Data for this exercise →
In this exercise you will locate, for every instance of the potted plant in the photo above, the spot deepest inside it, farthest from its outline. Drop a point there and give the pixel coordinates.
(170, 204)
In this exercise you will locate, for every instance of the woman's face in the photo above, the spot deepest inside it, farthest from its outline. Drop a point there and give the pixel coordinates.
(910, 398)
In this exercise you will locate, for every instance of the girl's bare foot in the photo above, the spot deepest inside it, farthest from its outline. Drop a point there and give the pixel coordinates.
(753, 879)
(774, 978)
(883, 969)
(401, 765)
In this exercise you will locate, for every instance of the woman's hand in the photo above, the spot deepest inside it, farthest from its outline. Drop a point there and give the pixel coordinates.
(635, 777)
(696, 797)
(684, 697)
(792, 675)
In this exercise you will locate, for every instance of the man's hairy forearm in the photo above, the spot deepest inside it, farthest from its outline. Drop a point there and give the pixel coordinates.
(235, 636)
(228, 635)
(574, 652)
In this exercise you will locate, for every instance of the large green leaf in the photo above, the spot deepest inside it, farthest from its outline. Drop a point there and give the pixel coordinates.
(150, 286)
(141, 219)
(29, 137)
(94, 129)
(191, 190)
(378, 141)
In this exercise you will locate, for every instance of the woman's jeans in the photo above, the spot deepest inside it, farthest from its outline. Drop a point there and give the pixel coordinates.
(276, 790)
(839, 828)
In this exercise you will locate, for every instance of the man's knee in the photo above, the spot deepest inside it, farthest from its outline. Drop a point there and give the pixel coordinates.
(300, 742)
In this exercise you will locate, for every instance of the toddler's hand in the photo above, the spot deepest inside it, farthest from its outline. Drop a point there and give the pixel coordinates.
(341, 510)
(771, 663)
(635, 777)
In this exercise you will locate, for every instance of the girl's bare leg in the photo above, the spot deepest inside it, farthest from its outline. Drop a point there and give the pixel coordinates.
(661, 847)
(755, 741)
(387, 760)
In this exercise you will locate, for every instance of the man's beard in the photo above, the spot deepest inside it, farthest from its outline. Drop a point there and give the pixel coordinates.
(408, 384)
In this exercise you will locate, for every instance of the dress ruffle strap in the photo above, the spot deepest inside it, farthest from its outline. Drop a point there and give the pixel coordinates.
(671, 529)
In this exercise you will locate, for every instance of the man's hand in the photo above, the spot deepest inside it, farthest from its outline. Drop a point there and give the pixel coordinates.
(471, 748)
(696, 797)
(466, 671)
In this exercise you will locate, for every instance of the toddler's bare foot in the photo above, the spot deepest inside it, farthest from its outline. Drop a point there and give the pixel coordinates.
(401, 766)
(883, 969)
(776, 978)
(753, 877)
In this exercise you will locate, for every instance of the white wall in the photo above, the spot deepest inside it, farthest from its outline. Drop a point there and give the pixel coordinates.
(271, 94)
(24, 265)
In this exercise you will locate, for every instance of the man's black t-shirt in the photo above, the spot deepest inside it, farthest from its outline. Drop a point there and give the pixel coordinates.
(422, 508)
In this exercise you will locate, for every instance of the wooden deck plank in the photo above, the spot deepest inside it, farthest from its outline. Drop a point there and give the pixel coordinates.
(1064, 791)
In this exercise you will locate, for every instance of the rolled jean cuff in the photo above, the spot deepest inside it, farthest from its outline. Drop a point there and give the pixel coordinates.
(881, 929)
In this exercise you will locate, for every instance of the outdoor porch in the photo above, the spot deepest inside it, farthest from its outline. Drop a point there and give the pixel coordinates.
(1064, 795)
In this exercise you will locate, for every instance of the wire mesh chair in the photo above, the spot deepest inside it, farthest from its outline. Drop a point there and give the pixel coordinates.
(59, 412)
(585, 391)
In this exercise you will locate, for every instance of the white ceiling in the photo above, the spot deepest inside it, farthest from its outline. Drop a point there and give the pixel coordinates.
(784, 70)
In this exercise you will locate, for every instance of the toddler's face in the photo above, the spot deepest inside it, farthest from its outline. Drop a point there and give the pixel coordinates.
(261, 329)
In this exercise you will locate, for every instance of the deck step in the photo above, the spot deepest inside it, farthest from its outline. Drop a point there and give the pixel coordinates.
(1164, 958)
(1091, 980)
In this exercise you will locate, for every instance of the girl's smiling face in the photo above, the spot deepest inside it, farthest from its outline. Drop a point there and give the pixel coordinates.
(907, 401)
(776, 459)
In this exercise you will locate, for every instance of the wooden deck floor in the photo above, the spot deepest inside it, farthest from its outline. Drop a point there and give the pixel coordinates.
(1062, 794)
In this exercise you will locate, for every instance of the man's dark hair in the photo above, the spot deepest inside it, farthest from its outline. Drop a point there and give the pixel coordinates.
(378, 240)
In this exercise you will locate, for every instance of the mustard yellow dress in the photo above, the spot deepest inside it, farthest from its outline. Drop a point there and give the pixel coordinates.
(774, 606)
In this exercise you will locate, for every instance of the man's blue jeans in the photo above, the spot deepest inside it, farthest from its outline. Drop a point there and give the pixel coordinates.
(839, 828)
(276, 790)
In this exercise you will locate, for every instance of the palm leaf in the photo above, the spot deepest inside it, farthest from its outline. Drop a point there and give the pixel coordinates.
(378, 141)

Problem → Copy the items starting at the line that contains "wooden deck floor" and ending with the last item, substituting "Place a marker" for "Drop a point" and leaving everything else unchanged.

Solution for this problem →
In this exercise you will locate, for every instance of the wooden deck floor in the photo above, the spot deepest inside it, farthest from its outline. Place a marker there and give the pixel coordinates.
(1062, 794)
In this exercise you will locate, for every instance of the man's dark hair in the photo above, the spot deepest inside it, farthest from its outline. Place a marker there and give the pixel coordinates.
(378, 240)
In this exercise you will locate, for every instance of the mustard yellow dress in the photo above, the spot deepest inside it, farthest from its outline. Place a marker there and give the pixel coordinates.
(774, 606)
In this exercise you will locate, for every instance of the man's blue jeans in the photo above, the spot deepest inside it, farthest from its outline. Place a marker there and give the pixel coordinates.
(839, 828)
(276, 790)
In this exercise you will locate, for every instance of the palm leaf in the photo above, the spot deepest inside it, farthest from its outline. Place a marker there and give the pixel coordinates.
(378, 141)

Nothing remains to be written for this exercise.